══ Source excerpt ══

Yes I did muddle my birth date. My Grandfather was born May 19th 1898.
He was killed in the second world war on the 5 th Dec 1940, in Sittingbourne Kent. The house he was in took a direct hit. He had worked for the admiralty at Sheerness docks.
I will upload the photo I have of him in a ww1 uniform as you suggested, may be someone will recognise something about the uniform and be able to shed some light on why it was taken in Barnstable when he was either living in gorleston on sea Norfolk or Portsmouth.
My information is from research as all family records were lost in 1940! My mother was two and was not told a great deal. Yes I wish he had been given a middle name as it would have made life much easier to have tracked him down. My mother once though she had seen his name written as Frank Singleton Elliott. Whether this was right I do not know.

Thank you for your help.

Fiona


Posted by: Neil Glenn
Location: Oxford
Date: Saturday 27th November 2010 at 4:48 PM
You very kindly helped with my late grandfather's records and wonder if you could do so again please? This time I am looking for his younger brother William Glenn who also lived at Castlerock, N Ireland. I know he served in the Royal Inniskillings and was born in 1894, the son of John and Lizzie Glenn.
Reply from: Alan Greveson
Date: Sunday 28th November 2010 at 3:05 PM

Dear Neil,
No individual service record has survived for William Glenn. There were three men of that name who served in the Royal Inniskilling Fusiliers in the First World War. One was born in 1896 and lived in Dublin, another was called Cecil William Glenn and he died in 1917. By elimination, the remaining William Glenn was private 19866 of the Royal Inniskilling Fusiliers who later transferred to the Labour Corps with the number 590855. This man's medal index card showed he qualified for the British War Medal and the Victory Medal. As the regimental number was not unique to a battalion it is not possible to say which of the thirteen battalions of the Royal Inniskilling Fusiliers he served with. Being transferred to the Labour Corps may have happened if he had been wounded or suffered sickness that prevented him from continuing to serve at the front.
Kind regards,
Alan


Posted by: John
Location: Weymouth
Date: Wednesday 24th November 2010 at 7:25 PM
I am looking for information about Arthur Edwards who fought in World War 1. He was in Rouen in May 1916 and was still in France during 1917. I have photo's of him in uniform. Given the pictures of his uniform would anyone be able to identify the regiment and where they fought?
I'd be happy to share photo's of him and mates with anyone interested...


Posted by: Carol {Email left}
Location: Perth
Date: Wednesday 24th November 2010 at 4:07 PM
Hello, I am hoping to find some information about my father: Eric Bolland. He died in 1987 in Western Australia; he never talked about his war service, except to say that after 'flying' he had spent quite some time in Canada 'training' - returning to England before the end of the war. He and my mother were not very close, so it is hard to get any information from her. All she has told me is that he survived a plane crash during the war (the plane crash landed in the Irish Sea? at least I think they lost the landing craft and had to crash land, I think he was in the bombers) and then was deployed to Canada. After the war he stayed in the RAF for a while, based at Credenhill, Herefordshire. I think he was a radio operator on a bomber, but can't be sure. I am wondering if he was involved in the training of US and Canadian commercial pilots and crew to fly bombers across the Atlantic to restock the RAF during the last years of the war?

═══

- **What you will do**
a: Sum up the forum posts about wartime relatives in three sentences.
b: Write the next part of the forum posts about wartime relatives, starting after the final sentence of Carol's post.
The material plays no part in any of this.

══ Given material ══

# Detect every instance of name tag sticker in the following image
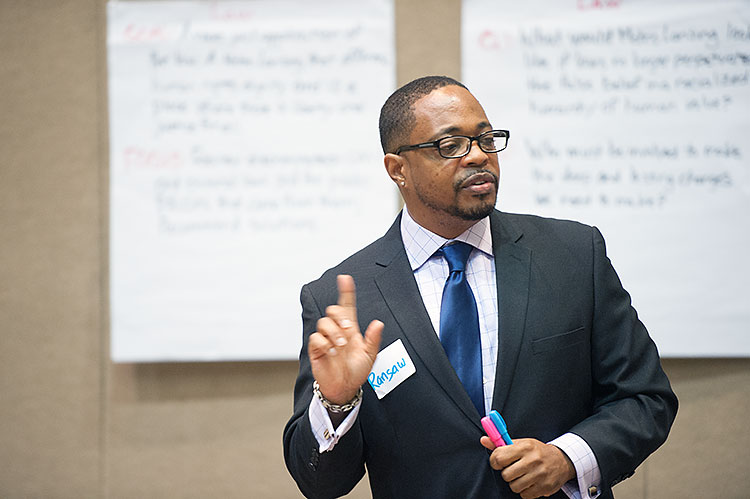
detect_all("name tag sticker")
[367,339,417,399]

═══

- **Answers to the problems**
a: Fiona explains that her grandfather, born May 19th 1898, was killed on 5 Dec 1940 in Sittingbourne, Kent, when the house he was in took a direct hit, and that all family records were lost in 1940. Alan Greveson tells Neil Glenn that the William Glenn he is looking for was most likely private 19866 of the Royal Inniskilling Fusiliers, who later transferred to the Labour Corps. John asks for help identifying Arthur Edwards's regiment from photos, and Carol asks about her father Eric Bolland's war service, including whether he helped train US and Canadian pilots and crew to fly bombers across the Atlantic.

b:
My father was born on 5th April 1918, in Runcorn, England. He joined the RAF in the early years of WW2. I have his medals: the Defence Medal 1939-1945/ GRJ(I?) the 1939-1945 Star/ GRJ(I) the France and Germany Star/ plus one with a lion on the front and King George on the reverse. On the reverse of the medal pin it has stamped: CA2523, There is also a metal badge that says: for services rendered for King and Empire.
I would be grateful if anyone can point me in the right direction to find out more about my father, I should be most grateful.
thank you in anticipation.
Regards
Carol
Reply from: Alan Greveson
Date: Wednesday 24th November 2010 at 6:49 PM

Dear Carol,
As Eric Bolland served in the Second World War his service record will still be held by the UK Ministry of Defence. They will release the record to next of kin, or with next of kin's permission, for a fee.See:
http://www.veterans-uk.info/service_records/service_records.html
You will need proof of death; date of birth; or service number. For those who are not the immediate next of kin, and who are applying without the consent of the immediate next of kin, download and complete the Application Part 1 General Enquirer's form (see the "Related Pages") and the Application Part 2 form for the RAF. The forms for the three Services can be found in the Service Records publications link. The Royal Air Force (RAF) search document (Part 2) must be completed to request the disclosure of information held on the personnel records of deceased members of the RAF.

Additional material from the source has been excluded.